[SELECTED PASSAGE]
---+---

T-REX: listen up pal
AL: my name is al
PTERODACTYL: that’s what he said
A mom at my son’s baseball game was drinking beer in the stands and what kind of message is she sending to all these young impressionable kids by openly enjoying an adult beverage and not sharing with all the adults sitting by her
If mice just casually sauntered from room to room cats would probably leave them alone.
Me, trying to be quiet walking through the house this morning:
My knees and ankles: “Let me sing you the song of my people!”
My cat flicked a spider in my face just now. Soon as I finish screaming it’s time for me to go to bed
There’s 8 people waiting on me to get up and cook breakfast. Someone come kidnap me please.
my friend got banned from this bar so she waited like a year and started going back everyday like nothing happened and the other day the bar tender looked at her and was like “you look so much like this crazy girl we had to ban a while back”
It’s sickening that I’ve paid thousands for a college education, yet was never taught what to say when someone knocks on the bathroom stall
Marrying a person isn’t the only way to get someone to take your name, there’s also identity theft #MondayMotivation
The guy who invented doors must have been a big hero to the thousands of people standing around outside their homes.
I miss the 80s, when you could hide an alien in your room for 3 days before mom found out and five kids on bikes could outsmart the police.
The most I’ve ever spent on a bottle of wine is about 45 minutes
You ever go to a baseball game and hear a guy yelling, “hotdogs! hotdogs!” over and over again?
That’s me, looking for hotdogs.

---+---

[SUPPLIED RECORDS]
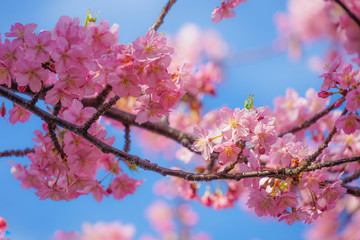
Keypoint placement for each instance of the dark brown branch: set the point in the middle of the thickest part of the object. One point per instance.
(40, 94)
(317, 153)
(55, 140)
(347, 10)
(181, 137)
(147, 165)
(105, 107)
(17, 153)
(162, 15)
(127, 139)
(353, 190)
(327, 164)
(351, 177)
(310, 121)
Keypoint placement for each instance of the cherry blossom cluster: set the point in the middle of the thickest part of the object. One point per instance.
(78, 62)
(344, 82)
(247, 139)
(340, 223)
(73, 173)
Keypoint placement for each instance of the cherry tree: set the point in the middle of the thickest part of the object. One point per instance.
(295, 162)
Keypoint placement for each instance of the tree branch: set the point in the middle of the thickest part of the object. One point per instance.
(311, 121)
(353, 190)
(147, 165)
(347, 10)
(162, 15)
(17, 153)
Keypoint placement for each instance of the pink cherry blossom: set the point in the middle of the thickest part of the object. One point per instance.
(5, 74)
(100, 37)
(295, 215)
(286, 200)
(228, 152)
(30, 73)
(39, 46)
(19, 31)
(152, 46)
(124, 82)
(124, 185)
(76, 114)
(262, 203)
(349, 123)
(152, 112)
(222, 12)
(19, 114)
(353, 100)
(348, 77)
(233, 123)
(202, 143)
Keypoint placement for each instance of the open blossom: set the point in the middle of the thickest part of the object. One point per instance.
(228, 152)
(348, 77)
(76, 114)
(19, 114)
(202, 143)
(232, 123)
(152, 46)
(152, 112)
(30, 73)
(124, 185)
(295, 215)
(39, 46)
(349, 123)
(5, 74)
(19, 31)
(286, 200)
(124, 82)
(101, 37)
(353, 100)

---+---

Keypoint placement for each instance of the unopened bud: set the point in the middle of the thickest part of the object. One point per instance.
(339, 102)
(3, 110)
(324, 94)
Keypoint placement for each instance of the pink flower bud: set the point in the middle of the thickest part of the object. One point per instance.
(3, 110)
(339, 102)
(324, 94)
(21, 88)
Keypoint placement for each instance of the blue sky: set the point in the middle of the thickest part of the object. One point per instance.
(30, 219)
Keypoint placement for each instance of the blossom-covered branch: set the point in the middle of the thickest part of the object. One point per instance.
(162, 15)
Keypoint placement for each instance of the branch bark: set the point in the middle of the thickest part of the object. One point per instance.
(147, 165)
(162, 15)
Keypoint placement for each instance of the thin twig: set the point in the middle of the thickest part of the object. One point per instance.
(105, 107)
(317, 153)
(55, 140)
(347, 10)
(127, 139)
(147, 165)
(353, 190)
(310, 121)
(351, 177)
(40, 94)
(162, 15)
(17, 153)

---+---

[WHAT IS EXPECTED] In the collection of jokes, how many people are waiting for the narrator to get up and cook breakfast?

[OUTPUT OF THE EXERCISE] Eight people.